Pelajari cara menghitung PPh Pasal 23 untuk jasa Kantor Jasa Penilai Publik (KJPP): tarif, aturan tanpa NPWP, langkah e-Bupot, contoh perhitungan, dan tips praktis agar perusahaan Anda tidak terkena denda.
Pengguna jasa Kantor Jasa Penilai Publik sering bingung: berapa besar potongan pajak PPh Pasal 23 untuk jasa penilai?
Berapa Tarif PPh 23 untuk Jasa KJPP?
Mengutip dari laman pajak.go.id Imbalan jasa penilai yang diberikan oleh KJPP termasuk dalam kategori “jasa lain” sehingga dikenai PPh Pasal 23 sebesar 2% (dua persen) dari jumlah bruto. Jika penerima jasa tidak memiliki NPWP, tarifnya menjadi 4% (empat persen) yaitu dua kali lipat dari tarif normal.
Sementra itu, jumlah bruto berarti keseluruhan imbalan yang dibayarkan kepada penerima jasa sebelum pengurangan, tidak termasuk Pajak Pertambahan Nilai (PPN). Artinya, dasar pemotongan PPh 23 adalah total biaya jasa (fee) yang tercantum pada invoice atau kontrak, kecuali komponen yang memang bukan penghasilan seperti reimbursement yang dapat dibuktikan.
Dasar hukum singkat
Mengutip dari laman bpk.go.id tentang peraturan BPK sebagai dasar hukum tarif PPh 23 untuk KJPP sebagai berikut:
- Undang-Undang Pajak Penghasilan (UU No. 36 Tahun 2008) menjadi payung hukum PPh Pasal 23.
- Peraturan Menteri Keuangan (PMK) No. 141/PMK.03/2015 menjabarkan jenis-jenis “jasa lain” yang menjadi objek pemotongan, termasuk jasa penilai (appraisal). Dari peraturan inilah tarif 2% atas jasa-jasa tertentu diatur.
Contoh Perhitungan Praktis
Adapun berikut ini akan disajikan contoh perhitungan praktis dan mudah tarif PPh 23 untuk KJPP diantaranya:
- Contoh A — Penerima memiliki NPWP
Fee KJPP: Rp100.000.000 → PPh 23 = 2% × Rp100.000.000 = Rp2.000.000.

> Data yang Disediakan

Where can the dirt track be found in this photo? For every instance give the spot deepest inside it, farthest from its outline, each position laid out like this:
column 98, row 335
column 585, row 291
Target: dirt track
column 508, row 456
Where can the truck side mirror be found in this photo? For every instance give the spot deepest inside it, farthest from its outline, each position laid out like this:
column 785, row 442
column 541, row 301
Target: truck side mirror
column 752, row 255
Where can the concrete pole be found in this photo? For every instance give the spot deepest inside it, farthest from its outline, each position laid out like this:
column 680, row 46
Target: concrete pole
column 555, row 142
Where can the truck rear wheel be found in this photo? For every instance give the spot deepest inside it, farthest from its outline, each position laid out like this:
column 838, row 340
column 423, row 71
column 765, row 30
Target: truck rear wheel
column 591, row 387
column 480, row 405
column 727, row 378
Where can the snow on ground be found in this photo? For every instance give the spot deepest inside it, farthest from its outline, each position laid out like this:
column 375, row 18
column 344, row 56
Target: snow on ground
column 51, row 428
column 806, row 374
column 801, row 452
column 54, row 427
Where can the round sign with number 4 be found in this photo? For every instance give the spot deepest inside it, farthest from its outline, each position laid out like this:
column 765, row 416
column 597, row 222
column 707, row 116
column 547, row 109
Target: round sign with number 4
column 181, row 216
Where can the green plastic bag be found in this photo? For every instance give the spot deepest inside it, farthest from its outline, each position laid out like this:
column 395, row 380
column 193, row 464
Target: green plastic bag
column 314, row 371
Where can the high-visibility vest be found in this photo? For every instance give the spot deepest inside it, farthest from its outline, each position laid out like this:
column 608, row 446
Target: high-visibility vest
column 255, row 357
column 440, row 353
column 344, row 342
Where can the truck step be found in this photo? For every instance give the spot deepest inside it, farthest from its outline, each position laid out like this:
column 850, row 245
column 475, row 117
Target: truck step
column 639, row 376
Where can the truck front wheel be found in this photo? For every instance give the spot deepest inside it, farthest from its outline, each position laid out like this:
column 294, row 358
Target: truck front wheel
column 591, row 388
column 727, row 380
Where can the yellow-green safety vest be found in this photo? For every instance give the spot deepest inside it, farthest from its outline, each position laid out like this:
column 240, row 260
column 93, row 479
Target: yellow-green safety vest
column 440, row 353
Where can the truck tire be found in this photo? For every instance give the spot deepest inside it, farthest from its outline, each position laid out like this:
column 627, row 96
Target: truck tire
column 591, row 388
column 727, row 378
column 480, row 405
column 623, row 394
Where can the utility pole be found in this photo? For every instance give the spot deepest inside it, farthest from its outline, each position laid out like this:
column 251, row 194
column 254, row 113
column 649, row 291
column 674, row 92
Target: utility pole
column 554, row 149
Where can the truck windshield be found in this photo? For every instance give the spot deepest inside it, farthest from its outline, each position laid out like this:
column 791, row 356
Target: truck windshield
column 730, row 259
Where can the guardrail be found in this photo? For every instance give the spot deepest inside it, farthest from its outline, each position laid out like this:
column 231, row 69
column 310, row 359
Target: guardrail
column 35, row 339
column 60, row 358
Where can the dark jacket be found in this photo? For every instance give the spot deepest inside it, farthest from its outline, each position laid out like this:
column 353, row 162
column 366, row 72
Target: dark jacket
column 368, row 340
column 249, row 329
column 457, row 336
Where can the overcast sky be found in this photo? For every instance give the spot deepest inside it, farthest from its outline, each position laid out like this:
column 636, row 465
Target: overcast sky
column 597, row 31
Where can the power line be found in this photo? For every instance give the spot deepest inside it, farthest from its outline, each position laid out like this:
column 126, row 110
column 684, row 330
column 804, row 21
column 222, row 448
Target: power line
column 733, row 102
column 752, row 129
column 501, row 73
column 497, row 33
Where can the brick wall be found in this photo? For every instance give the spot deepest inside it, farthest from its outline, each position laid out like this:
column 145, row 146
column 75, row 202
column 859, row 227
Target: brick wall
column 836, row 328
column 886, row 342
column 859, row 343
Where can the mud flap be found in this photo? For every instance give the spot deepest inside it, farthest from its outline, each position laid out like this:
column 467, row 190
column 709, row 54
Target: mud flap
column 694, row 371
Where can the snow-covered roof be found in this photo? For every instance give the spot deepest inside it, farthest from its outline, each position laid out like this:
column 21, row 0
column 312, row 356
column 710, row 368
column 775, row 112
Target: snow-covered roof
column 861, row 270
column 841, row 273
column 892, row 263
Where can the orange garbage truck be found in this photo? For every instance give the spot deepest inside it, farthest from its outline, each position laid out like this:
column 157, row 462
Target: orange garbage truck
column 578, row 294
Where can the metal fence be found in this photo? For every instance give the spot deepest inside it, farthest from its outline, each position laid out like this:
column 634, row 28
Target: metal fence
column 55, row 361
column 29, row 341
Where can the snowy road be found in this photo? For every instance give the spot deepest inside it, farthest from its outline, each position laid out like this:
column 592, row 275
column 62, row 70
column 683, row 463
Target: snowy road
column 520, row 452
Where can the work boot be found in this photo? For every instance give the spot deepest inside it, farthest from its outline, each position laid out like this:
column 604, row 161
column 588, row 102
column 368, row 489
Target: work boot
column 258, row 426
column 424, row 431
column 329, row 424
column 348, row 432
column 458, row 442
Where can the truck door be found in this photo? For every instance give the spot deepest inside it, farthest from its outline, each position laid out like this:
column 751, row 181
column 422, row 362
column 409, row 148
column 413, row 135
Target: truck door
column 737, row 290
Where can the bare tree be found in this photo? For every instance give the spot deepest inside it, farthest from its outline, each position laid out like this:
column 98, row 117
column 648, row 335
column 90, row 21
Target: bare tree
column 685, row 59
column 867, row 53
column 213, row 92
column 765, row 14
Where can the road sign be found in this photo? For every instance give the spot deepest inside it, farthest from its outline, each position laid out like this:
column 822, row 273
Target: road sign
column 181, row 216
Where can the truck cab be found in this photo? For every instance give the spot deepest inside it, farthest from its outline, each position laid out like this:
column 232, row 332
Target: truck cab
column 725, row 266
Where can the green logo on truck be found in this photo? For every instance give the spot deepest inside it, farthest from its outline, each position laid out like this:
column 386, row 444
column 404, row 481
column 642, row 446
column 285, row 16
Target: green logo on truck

> Uraian Tugas
Salin tanpa perubahan bagian teks tentang PPh Pasal 23 untuk jasa KJPP, dimulai dari "Mengutip dari laman pajak.go.id" dan berlanjut sampai "yang dapat dibuktikan.".

> Jawaban Tertulis
Mengutip dari laman pajak.go.id Imbalan jasa penilai yang diberikan oleh KJPP termasuk dalam kategori “jasa lain” sehingga dikenai PPh Pasal 23 sebesar 2% (dua persen) dari jumlah bruto. Jika penerima jasa tidak memiliki NPWP, tarifnya menjadi 4% (empat persen) yaitu dua kali lipat dari tarif normal.
Sementra itu, jumlah bruto berarti keseluruhan imbalan yang dibayarkan kepada penerima jasa sebelum pengurangan, tidak termasuk Pajak Pertambahan Nilai (PPN). Artinya, dasar pemotongan PPh 23 adalah total biaya jasa (fee) yang tercantum pada invoice atau kontrak, kecuali komponen yang memang bukan penghasilan seperti reimbursement yang dapat dibuktikan.